### Exercise details
Copy the records below line for line, keeping every character and line break unchanged.

### Data extract
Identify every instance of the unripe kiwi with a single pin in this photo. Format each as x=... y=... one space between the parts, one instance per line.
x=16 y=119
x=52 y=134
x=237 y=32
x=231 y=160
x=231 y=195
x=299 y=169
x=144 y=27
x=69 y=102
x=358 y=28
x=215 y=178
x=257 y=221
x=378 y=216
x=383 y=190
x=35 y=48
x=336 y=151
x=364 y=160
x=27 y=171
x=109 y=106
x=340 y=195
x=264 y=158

### Reply to the exercise
Identify every instance of the unripe kiwi with a single pin in this photo. Format each as x=... y=... one space between the parts, one instance per line.
x=16 y=119
x=52 y=134
x=237 y=32
x=231 y=160
x=231 y=195
x=299 y=169
x=144 y=27
x=69 y=102
x=358 y=28
x=215 y=178
x=257 y=221
x=378 y=216
x=383 y=190
x=35 y=48
x=336 y=151
x=364 y=160
x=27 y=171
x=109 y=106
x=340 y=195
x=264 y=158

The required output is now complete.